[Work to complete]: According to the passage on Myers and democratic ethos, what restricted the evangelical Christian's ability to provide food to homeless people at his church?

Still, there is the vexing question of how this scene can be transposed into democratic politics, and Myers rightly points out that this is difficult and perhaps impossible to do. What would be a more compelling basis for a democratic ethos? In order to answer this question, Myers draws on Arendt’s notion of amor mundi, or love of the world. Rather than caring for the self or the particular other, we must care for the world. Doing so requires associative democratic activity that involves both project-oriented solidarity and agonistic struggle. I think that this is correct, but yet I am more inclined to see this care for the world as linked to the aesthetics of the self and responsibility to the other rather than defined in opposition to them.

Throughout the book, Myers challenges the assumption that service to others and work on the self are necessarily politicizing. While they are not necessarily politicizing, I think they often are politicizing, but the strength of this relationship is difficult to assess using political theory. I can only present an anecdotal example to sketch how the connection could work. Before graduate school, I volunteered for Amnesty International helping political asylum seekers prepare their applications. While not exactly charity, this was based on the model of providing service to individuals in need. Yet, hearing the refugees’ stories and then seeing their claims dismissed in the review process motivated me to participate in demonstrations against the proposed abolition of the constitutional right to asylum. I do not think this experience is unusual. Another more striking example was shared with me by an evangelical Christian I met in Florida. He had originally planned to engage in a straightforward act of charity – providing food to homeless people at his church – but when parishioners and neighbours protested, he came to realize that zoning ordinances restricted his ability to carry out his Christian duty. He literally could not care for the other without first attending to the world through political mobilization. Myers claims that dominant theories fail to explain the move from ethics to politics, but it is possible to provide such an account. Privileged individuals seldom have a direct experience of structural injustice. It is through encounter with those in need that they may come to recognize this injustice. Only then can it become ‘a worldly thing’ that we work together to change.

[Supplied entries]:
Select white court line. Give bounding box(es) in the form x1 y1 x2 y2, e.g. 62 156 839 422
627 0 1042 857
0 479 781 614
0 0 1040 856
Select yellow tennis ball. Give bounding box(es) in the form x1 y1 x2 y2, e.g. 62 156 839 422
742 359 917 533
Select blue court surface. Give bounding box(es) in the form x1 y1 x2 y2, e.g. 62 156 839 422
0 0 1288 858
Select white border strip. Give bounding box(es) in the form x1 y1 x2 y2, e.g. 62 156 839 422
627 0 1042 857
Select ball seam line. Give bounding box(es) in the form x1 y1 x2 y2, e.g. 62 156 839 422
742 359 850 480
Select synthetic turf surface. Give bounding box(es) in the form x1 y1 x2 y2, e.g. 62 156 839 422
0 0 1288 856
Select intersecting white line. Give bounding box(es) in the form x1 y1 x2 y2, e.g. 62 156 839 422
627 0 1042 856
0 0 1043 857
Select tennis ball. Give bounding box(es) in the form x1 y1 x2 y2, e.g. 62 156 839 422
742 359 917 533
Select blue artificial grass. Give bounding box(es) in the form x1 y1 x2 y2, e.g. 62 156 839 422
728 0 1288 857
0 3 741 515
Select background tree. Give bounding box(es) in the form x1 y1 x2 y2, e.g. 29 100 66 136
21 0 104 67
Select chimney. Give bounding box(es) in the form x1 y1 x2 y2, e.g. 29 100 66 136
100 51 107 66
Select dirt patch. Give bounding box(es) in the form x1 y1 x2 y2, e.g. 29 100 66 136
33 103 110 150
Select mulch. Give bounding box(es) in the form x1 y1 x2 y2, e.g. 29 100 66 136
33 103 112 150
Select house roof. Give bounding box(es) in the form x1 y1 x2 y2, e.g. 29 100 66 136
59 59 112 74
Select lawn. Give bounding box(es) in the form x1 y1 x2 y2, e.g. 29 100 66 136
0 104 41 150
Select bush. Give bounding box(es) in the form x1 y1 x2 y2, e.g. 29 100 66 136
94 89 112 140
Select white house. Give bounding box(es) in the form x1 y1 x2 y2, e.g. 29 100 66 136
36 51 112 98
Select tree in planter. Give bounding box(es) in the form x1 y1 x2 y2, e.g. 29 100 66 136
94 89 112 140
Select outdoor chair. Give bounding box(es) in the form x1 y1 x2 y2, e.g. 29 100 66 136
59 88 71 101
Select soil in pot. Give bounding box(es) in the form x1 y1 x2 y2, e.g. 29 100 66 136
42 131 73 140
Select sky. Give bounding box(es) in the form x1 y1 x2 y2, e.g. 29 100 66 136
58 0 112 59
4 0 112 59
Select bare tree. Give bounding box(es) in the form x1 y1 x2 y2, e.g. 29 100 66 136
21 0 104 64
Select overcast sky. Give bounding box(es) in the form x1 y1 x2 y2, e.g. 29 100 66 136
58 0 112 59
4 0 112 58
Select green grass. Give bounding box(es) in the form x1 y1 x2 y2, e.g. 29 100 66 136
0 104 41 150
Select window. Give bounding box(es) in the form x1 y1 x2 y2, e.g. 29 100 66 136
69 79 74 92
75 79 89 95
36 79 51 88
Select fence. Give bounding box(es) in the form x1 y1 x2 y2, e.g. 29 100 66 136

[Task result]: Zoning ordinances restricted his ability to carry out that duty.